Rabu 21 Sep 2022 20:20 WIB

Badan Pengkajian MPR Wacanakan Pilkada tak Langsung dengan Alasan Biaya

Pilkada tidak langsung bisa mengurangi pengeluaran negara.

Rep: Febryan A/ Red: Indira Rezkisari
Ilustrasi pilkada.
Foto: Republika/Mardiah
Ilustrasi pilkada.

REPUBLIKA.CO.ID, JAKARTA -- Badan Pengkajian Majelis Permusyawaratan Rakyat (MPR) mewacanakan penerapan sistem pemilihan kepala daerah (Pilkada) secara tidak langsung. Wacana ini muncul karena sejumlah alasan, mulai dari demokrasi Indonesia yang dinilai sudah liberal hingga tingginya biaya pilkada langsung.

Wacana tersebut mencuat dalam pertemuan antara Badan Pengkajian MPR dan Komisioner Komisi Pemilihan Umum (KPU) di kantor KPU, Jakarta, Rabu (21/9/2022). "Tadi menjadi satu perbincangan menarik antara KPU dan Badan Pengkajian MPR terkait sistem demokrasi Indonesia yang sudah mengarah ke sistem demokrasi liberal individualistik, termasuk dalam pilkada," ujar Ketua Badan Pengkajian MPR RI Djarot Saiful Hidayat, dalam konferensi pers usai pertemuan itu.

◇ ◇ ◇ ◇ ◇

Petunjuk Tugas:
[1] Jawab pertanyaan berikut berdasarkan berita tentang wacana pilkada tak langsung.
(a) Siapa yang tercantum sebagai reporter berita itu?
(b) Di mana pertemuan antara Badan Pengkajian MPR dan Komisioner KPU berlangsung?
(c) Apa jabatan Djarot Saiful Hidayat menurut berita itu?
[2] Tuliskan kembali tanpa perubahan semua bagian berita tentang wacana pilkada tak langsung, dari "Rep: Febryan A/" terus ke bawah hingga "usai pertemuan itu.".

◇ ◇ ◇ ◇ ◇

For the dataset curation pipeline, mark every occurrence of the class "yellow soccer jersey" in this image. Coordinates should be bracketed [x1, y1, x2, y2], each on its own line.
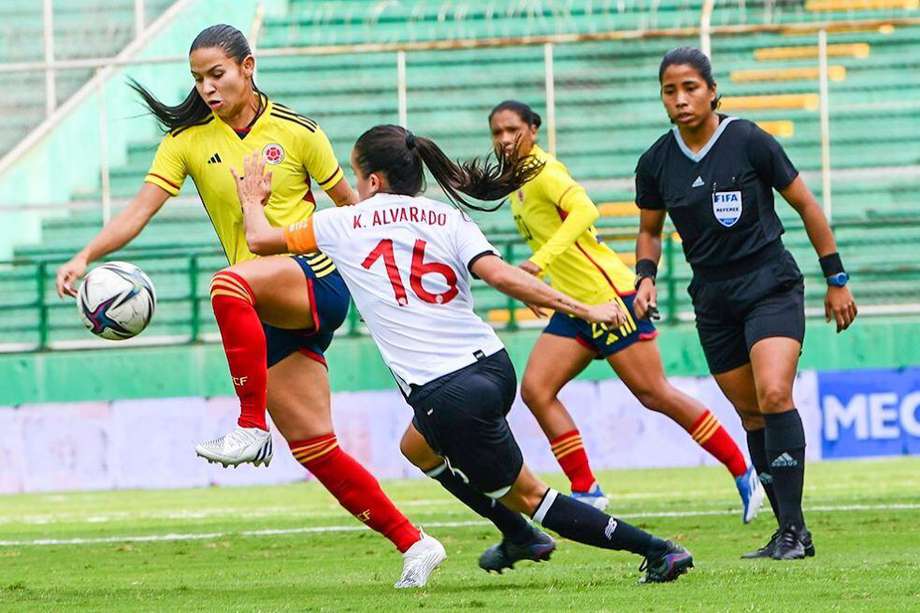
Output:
[145, 98, 343, 264]
[511, 145, 634, 304]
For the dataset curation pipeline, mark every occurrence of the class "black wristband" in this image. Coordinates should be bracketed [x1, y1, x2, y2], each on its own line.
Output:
[636, 258, 658, 287]
[818, 252, 846, 278]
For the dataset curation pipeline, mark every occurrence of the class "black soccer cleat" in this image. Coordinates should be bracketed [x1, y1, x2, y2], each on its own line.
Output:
[639, 541, 693, 583]
[770, 526, 815, 560]
[741, 530, 780, 560]
[479, 528, 556, 574]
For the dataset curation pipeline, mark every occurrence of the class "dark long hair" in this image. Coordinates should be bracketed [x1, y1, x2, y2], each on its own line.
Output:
[489, 100, 543, 128]
[355, 125, 543, 211]
[128, 24, 259, 131]
[658, 47, 722, 110]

◇ ◇ ◇ ◇ ◇

Jawaban yang Diharapkan:
[1]
(a) Febryan A.
(b) Di kantor KPU, Jakarta.
(c) Ketua Badan Pengkajian MPR RI.

[2]
Rep: Febryan A/ Red: Indira Rezkisari
Ilustrasi pilkada.
Foto: Republika/Mardiah
Ilustrasi pilkada.

REPUBLIKA.CO.ID, JAKARTA -- Badan Pengkajian Majelis Permusyawaratan Rakyat (MPR) mewacanakan penerapan sistem pemilihan kepala daerah (Pilkada) secara tidak langsung. Wacana ini muncul karena sejumlah alasan, mulai dari demokrasi Indonesia yang dinilai sudah liberal hingga tingginya biaya pilkada langsung.

Wacana tersebut mencuat dalam pertemuan antara Badan Pengkajian MPR dan Komisioner Komisi Pemilihan Umum (KPU) di kantor KPU, Jakarta, Rabu (21/9/2022). "Tadi menjadi satu perbincangan menarik antara KPU dan Badan Pengkajian MPR terkait sistem demokrasi Indonesia yang sudah mengarah ke sistem demokrasi liberal individualistik, termasuk dalam pilkada," ujar Ketua Badan Pengkajian MPR RI Djarot Saiful Hidayat, dalam konferensi pers usai pertemuan itu.